--- SOURCE TEXT Enclosed Below ---
The importance of respect among all health professionals as a means of ensuring good patient care is foundational to ethics. Physicians have a responsibility to address situations in which individual physicians behave disruptively, that is, speak or act in ways that may negatively affect patient care, including conduct that interferes with the individual’s ability to work with other members of the health care team, or for others to work with the physician.
Disruptive behavior is different from criticism offered in good faith with the aim of improving patient care and from collective action on the part of physicians. Physicians must not submit false or malicious reports of disruptive behavior.
Physicians who have leadership roles in a health care institution must be sensitive to the unintended effects institutional structures, policies, and practices may have on patient care and professional staff.
As members of the medical staff, physicians should develop and adopt policies or bylaw provisions that:
- Establish a body authorized to receive, review, and act on reports of disruptive behavior, such as a medical staff wellness committee. Members must be required to disclose relevant conflicts of interest and to recuse themselves from a hearing.
- Establish procedural safeguards that protect due process.
--- End of Enclosed SOURCE TEXT ---
APPLY WHAT YOU READ
a. Answer these questions from the passage on disruptive physician behavior:
(i) What kind of reports of disruptive behavior must physicians not submit?
(ii) What example is given of a body authorized to receive, review, and act on reports of disruptive behavior?
(iii) Physicians in leadership roles must be sensitive to the unintended effects that which institutional features may have on patient care and professional staff?
b. From the passage on disruptive physician behavior, print everything from "The importance of" down to "of disruptive behavior.".
--- DATA FOR ANALYSIS Enclosed Below ---
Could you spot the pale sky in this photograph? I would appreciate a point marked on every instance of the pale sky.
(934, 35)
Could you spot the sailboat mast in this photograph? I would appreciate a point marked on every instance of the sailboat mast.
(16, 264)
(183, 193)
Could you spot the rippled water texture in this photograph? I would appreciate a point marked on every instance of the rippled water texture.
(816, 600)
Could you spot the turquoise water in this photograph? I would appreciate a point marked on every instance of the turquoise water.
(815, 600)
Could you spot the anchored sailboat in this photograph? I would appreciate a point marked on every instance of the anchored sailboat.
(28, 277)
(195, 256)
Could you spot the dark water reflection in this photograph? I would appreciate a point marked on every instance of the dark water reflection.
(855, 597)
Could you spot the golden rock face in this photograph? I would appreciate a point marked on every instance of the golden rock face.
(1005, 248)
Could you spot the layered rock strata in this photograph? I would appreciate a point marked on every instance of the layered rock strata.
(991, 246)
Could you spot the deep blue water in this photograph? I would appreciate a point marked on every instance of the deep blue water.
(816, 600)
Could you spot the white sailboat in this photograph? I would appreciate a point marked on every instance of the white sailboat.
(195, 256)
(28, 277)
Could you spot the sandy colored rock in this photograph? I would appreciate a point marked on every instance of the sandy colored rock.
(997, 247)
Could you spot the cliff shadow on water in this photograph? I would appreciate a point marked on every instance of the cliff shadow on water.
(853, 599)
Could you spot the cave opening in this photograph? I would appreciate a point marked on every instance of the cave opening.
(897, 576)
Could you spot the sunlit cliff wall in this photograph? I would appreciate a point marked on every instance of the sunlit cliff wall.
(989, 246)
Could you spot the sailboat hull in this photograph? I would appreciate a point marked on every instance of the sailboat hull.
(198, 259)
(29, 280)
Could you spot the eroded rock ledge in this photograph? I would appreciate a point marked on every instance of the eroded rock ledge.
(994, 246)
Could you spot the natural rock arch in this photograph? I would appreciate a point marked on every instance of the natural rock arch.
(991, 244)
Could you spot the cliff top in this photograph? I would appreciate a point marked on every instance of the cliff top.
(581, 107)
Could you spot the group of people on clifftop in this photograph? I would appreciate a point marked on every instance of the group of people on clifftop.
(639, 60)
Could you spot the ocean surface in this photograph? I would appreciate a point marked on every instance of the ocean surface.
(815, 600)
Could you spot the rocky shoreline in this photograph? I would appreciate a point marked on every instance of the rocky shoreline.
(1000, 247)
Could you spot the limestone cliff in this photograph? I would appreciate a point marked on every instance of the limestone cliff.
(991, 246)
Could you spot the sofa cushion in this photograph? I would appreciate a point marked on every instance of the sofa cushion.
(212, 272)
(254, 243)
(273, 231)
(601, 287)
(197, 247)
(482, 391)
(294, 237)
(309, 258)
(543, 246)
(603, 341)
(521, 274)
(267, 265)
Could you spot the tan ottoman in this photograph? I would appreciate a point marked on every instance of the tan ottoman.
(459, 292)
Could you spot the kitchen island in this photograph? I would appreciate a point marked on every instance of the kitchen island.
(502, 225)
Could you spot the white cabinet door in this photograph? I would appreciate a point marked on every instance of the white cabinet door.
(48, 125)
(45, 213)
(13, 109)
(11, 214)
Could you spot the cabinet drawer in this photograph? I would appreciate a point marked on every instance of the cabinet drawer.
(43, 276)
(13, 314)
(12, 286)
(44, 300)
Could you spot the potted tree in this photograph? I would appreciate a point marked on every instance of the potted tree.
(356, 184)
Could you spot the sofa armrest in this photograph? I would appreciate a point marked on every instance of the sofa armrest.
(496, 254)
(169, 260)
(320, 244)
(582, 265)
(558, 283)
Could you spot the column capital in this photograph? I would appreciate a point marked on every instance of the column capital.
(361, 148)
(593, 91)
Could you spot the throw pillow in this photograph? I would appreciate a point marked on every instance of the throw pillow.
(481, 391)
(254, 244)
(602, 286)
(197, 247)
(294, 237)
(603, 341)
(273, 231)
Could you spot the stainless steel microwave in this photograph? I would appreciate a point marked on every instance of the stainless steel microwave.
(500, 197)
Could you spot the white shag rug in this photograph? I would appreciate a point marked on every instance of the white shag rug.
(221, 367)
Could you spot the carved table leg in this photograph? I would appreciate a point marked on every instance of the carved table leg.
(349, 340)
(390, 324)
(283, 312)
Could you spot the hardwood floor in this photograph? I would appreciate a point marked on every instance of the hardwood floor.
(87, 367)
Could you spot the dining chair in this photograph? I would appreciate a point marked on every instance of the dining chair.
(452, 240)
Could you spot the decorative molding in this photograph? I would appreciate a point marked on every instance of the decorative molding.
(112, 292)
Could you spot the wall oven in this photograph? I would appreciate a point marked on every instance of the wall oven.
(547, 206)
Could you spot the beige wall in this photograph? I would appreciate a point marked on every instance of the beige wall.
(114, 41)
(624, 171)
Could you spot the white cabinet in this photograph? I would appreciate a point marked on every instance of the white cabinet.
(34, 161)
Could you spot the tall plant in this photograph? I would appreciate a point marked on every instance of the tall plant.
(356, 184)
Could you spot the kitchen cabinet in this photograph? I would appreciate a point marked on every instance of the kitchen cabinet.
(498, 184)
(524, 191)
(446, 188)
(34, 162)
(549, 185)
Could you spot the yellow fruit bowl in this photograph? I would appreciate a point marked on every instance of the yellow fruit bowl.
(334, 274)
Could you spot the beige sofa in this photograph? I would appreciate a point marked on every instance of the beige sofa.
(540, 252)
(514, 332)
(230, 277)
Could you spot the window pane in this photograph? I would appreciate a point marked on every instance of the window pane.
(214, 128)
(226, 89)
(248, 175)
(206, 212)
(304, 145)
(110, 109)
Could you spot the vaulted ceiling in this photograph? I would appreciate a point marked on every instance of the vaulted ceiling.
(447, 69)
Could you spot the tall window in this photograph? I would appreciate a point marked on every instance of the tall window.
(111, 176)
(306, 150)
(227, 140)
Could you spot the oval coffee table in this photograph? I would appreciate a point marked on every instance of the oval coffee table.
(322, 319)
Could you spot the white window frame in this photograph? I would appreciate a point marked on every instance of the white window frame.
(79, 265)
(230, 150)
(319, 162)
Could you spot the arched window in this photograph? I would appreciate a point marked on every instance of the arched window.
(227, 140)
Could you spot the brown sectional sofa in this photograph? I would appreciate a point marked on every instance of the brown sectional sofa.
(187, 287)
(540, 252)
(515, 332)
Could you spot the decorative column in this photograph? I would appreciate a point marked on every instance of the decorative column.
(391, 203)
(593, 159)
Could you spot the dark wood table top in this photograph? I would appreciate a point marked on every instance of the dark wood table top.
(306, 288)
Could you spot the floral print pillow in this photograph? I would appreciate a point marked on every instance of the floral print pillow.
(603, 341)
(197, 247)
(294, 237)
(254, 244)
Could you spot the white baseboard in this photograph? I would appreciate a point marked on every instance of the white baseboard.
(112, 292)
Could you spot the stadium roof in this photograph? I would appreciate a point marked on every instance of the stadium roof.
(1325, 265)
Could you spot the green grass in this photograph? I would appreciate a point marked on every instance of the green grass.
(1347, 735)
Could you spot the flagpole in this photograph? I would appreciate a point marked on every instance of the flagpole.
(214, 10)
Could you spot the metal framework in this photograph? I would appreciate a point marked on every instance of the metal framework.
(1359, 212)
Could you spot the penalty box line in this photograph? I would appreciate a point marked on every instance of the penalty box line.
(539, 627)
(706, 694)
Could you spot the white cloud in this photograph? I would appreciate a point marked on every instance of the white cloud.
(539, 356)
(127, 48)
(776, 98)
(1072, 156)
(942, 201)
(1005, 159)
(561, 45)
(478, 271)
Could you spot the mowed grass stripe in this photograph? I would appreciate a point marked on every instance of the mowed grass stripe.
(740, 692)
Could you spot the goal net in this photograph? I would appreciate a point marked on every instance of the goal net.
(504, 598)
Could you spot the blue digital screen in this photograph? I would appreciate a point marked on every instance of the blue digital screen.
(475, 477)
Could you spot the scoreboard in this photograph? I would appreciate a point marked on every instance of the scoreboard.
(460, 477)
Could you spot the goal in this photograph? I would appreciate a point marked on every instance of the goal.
--- End of Enclosed DATA FOR ANALYSIS ---
LIST OF ANSWERS
a.
(i) False or malicious reports.
(ii) A medical staff wellness committee.
(iii) Institutional structures, policies, and practices.

b.
The importance of respect among all health professionals as a means of ensuring good patient care is foundational to ethics. Physicians have a responsibility to address situations in which individual physicians behave disruptively, that is, speak or act in ways that may negatively affect patient care, including conduct that interferes with the individual’s ability to work with other members of the health care team, or for others to work with the physician.
Disruptive behavior is different from criticism offered in good faith with the aim of improving patient care and from collective action on the part of physicians. Physicians must not submit false or malicious reports of disruptive behavior.